Task requirements:
Identify each line in the material below that contains the word "white" and copy every such line in full.

Input rows:
-----
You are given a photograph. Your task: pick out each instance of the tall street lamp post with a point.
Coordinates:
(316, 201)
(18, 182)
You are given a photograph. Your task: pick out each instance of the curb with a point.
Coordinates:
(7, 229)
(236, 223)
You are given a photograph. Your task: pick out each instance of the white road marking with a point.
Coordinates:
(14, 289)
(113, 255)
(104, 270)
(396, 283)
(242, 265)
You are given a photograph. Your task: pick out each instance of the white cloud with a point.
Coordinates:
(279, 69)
-----
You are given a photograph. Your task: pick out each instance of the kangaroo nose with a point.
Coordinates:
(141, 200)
-----
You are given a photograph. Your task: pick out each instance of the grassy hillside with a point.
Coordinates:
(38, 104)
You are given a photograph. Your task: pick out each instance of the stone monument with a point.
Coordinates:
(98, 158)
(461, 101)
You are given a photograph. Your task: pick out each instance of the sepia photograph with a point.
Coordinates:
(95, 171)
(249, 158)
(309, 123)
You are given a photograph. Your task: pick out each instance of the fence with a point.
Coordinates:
-----
Output for this exercise:
You are given a photograph. Your task: pick out each instance of the white road marking with a point.
You are given a photograph. Your task: pick out each instance of the white cloud with a point.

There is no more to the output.